| EXERCISE GOAL |
After locating the line that contains "Target: car roof", restate it and each later line word for word through the end of the records.

| SOURCE INFORMATION |
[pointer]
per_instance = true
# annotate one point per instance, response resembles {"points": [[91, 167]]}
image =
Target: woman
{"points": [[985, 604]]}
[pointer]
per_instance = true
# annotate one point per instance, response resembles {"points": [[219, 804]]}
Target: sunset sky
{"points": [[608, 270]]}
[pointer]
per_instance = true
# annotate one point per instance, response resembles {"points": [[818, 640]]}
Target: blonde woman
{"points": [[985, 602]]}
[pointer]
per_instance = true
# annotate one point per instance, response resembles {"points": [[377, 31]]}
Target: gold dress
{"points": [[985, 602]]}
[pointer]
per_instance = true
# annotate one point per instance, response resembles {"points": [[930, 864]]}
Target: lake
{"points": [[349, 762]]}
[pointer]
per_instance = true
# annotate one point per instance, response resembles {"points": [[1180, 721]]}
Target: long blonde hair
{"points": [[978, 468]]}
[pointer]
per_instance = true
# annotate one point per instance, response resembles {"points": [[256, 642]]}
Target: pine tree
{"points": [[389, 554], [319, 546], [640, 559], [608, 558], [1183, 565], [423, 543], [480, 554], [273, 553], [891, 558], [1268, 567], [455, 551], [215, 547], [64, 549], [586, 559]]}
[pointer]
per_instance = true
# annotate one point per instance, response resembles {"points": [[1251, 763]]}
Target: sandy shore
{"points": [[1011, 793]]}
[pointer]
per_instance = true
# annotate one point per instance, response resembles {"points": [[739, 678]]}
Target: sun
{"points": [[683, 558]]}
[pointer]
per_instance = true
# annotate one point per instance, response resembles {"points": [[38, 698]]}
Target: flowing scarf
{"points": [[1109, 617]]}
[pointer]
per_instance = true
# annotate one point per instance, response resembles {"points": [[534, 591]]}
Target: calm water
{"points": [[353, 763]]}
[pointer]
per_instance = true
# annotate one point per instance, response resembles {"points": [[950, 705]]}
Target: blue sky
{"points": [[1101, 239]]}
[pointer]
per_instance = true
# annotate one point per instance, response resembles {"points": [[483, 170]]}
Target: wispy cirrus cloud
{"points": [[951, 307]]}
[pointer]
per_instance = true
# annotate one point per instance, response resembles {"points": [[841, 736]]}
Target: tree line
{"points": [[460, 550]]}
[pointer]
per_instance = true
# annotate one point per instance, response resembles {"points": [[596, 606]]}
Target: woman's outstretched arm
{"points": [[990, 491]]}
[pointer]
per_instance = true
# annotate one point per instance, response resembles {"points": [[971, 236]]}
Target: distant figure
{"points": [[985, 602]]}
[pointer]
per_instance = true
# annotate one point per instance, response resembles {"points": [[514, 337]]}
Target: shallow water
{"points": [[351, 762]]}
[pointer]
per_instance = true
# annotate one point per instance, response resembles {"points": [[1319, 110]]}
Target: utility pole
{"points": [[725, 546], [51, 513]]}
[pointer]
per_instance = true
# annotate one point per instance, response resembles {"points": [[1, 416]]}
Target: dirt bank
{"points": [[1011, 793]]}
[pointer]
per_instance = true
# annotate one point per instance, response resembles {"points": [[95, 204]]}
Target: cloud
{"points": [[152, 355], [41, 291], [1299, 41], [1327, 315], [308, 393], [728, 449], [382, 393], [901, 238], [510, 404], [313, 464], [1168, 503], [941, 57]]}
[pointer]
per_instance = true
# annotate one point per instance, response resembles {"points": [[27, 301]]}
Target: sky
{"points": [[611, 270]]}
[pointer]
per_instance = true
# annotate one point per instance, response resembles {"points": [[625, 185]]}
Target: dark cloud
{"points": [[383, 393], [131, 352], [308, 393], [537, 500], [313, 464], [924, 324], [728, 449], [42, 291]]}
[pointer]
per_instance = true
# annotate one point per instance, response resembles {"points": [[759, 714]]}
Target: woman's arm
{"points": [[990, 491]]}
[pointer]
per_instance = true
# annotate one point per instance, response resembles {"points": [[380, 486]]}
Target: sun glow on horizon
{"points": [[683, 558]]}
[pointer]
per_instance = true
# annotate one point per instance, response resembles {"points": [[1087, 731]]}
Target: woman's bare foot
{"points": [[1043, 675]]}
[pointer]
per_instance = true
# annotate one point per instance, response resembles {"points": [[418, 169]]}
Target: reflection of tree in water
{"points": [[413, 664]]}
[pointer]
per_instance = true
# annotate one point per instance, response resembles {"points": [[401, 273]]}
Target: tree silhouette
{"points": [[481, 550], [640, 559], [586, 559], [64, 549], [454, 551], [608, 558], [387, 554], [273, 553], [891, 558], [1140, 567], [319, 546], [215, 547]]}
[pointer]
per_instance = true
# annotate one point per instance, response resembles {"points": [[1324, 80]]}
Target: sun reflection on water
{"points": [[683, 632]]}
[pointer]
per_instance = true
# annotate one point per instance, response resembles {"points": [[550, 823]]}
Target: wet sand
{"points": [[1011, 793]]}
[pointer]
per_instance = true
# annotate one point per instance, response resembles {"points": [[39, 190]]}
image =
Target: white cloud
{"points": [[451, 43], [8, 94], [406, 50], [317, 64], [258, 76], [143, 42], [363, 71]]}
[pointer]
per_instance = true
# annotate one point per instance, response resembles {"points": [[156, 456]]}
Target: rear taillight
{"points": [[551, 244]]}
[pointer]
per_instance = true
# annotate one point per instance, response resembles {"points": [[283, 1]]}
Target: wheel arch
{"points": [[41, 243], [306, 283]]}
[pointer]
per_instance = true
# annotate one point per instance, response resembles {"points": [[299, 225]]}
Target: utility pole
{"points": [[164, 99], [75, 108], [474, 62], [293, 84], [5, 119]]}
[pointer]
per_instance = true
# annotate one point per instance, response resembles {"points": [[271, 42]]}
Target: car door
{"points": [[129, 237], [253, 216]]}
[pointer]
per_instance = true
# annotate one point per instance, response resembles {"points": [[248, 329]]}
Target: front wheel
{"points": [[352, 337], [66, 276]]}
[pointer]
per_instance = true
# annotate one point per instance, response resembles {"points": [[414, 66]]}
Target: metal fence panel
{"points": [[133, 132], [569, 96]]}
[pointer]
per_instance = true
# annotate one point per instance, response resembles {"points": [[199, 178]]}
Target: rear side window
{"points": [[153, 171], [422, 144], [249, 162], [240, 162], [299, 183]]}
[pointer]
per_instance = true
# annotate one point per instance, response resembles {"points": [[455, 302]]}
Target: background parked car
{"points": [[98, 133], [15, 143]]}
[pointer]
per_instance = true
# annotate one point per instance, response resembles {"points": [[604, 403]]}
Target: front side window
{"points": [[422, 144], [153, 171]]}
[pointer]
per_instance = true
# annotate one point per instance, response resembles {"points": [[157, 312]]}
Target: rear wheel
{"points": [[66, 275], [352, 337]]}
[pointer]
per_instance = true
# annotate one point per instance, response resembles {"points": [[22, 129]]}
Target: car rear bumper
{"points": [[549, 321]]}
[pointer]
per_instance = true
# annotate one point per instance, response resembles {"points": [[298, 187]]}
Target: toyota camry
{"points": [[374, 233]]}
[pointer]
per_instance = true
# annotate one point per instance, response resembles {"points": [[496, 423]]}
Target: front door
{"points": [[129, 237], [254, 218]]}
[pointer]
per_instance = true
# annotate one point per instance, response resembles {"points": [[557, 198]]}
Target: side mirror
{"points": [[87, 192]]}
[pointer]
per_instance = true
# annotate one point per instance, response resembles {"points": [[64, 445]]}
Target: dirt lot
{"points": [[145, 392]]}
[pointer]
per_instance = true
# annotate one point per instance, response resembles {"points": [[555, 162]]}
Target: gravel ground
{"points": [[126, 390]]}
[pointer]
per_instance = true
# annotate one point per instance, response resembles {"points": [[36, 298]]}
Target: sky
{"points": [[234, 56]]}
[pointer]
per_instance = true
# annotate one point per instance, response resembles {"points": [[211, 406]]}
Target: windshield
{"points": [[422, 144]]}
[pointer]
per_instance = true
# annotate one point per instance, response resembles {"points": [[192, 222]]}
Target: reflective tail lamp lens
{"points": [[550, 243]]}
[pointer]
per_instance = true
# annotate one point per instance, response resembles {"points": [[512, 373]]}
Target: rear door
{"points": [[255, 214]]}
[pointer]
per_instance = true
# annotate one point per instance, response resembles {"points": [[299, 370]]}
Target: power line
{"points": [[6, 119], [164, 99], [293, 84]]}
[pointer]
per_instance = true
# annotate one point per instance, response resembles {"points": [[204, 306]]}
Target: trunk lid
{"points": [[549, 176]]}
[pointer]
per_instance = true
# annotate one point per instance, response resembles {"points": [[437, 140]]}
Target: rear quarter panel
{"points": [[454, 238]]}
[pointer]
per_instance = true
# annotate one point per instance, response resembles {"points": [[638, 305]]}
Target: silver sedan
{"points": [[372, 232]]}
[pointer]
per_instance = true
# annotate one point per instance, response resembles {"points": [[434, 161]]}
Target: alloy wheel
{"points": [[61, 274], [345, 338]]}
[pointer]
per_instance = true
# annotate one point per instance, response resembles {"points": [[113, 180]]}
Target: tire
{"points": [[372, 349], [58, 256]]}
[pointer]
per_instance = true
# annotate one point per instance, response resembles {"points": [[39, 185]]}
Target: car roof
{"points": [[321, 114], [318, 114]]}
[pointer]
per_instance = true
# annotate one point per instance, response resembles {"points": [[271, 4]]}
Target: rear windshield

| REPLY |
Target: car roof
{"points": [[321, 114], [318, 114]]}
[pointer]
per_instance = true
# annotate one point per instance, response resembles {"points": [[271, 4]]}
Target: rear windshield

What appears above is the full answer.